___ Texte de la page

Cette demande grandissante d’énergie a sans cesse exercé des pressions à la hausse sur les prix du pétrole. Au bout d’un certain temps, l’industrie pétrolière a réagi en intensifiant les activités d’exploration, en exploitant des sources plus coûteuses et en effectuant des percées technologiques notables.

Devant la récente baisse des prix du pétrole, certains commentateurs se sont empressés d’annoncer la fin du supercycle, mais ces forces sous-jacentes ont encore beaucoup de chemin à parcourir (Graphique 4). L’urbanisation et l’industrialisation des économies émergentes ainsi que l’expansion de leur classe moyenne sont loin d’être terminées.

La population urbaine en Chine a augmenté d’environ 300 millions de personnes depuis 2000, mais, même à l’heure actuelle, seulement 55 % des gens vivent dans des régions urbaines, contre plus de 80 % en Amérique du Nord et dans les pays asiatiques avancés comme le Japon et la Corée. Selon certaines estimations, les villes chinoises et indiennes vont accueillir à elles seules dans les vingt prochaines années un demi-milliard de personnes de plus, qui devraient grossir les rangs d’une classe moyenne en pleine croissance. Tant que ces tendances se poursuivront, la demande mondiale de pétrole augmentera.

L’économie mondiale décevante

Même si les forces qui sous-tendent le supercycle des produits de base sont toujours à l’œuvre, la demande de pétrole devrait progresser plus lentement qu’auparavant2. La croissance de l’économie du globe a souvent déçu au lendemain de la crise financière de 2007-2008 (Graphique 5).

Cette évolution décevante s’explique par deux ensembles de facteurs.

Examinons le premier. Les répercussions de la crise financière mondiale ont duré beaucoup plus longtemps et ont été bien plus graves que ne le prévoyaient la plupart des économistes. Même encore maintenant - sept ans plus tard -, la croissance économique mondiale se heurte à d’importants vents contraires. L’endettement des secteurs public et privé dans le monde est à un sommet historique, et il reste encore l’incertitude engendrée par l’amère expérience vécue ces dernières années (Graphique 6).

Or, la croissance économique se redresse à l’échelle du globe, à mesure que la réduction du levier d’endettement progresse et que la confiance revient. Selon les plus récentes projections établies par la Banque du Canada, le taux d’expansion de l’économie mondiale sera de 3 1/2 % cette année et l’an prochain, contre 3 % l’an dernier. La reprise est particulièrement vigoureuse aux États-Unis, où la réaction des pouvoirs publics à la crise financière a été plus rapide, énergique et soutenue que dans les autres grandes économies avancées.

______

*Série d'exercices*
a – Relevez tous les graphiques auxquels renvoie le texte de la page.
b – Recopiez le passage du texte de la page qui s'ouvre sur les mots contenant « Or, la croissance » et se clôt sur « grandes économies avancées. ».

___ Données enregistrées

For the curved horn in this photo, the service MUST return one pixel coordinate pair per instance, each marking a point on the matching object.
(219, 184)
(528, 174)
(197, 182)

______

*Corrigés détaillés*
a – Graphique 4, Graphique 5, Graphique 6

b –
Or, la croissance économique se redresse à l’échelle du globe, à mesure que la réduction du levier d’endettement progresse et que la confiance revient. Selon les plus récentes projections établies par la Banque du Canada, le taux d’expansion de l’économie mondiale sera de 3 1/2 % cette année et l’an prochain, contre 3 % l’an dernier. La reprise est particulièrement vigoureuse aux États-Unis, où la réaction des pouvoirs publics à la crise financière a été plus rapide, énergique et soutenue que dans les autres grandes économies avancées.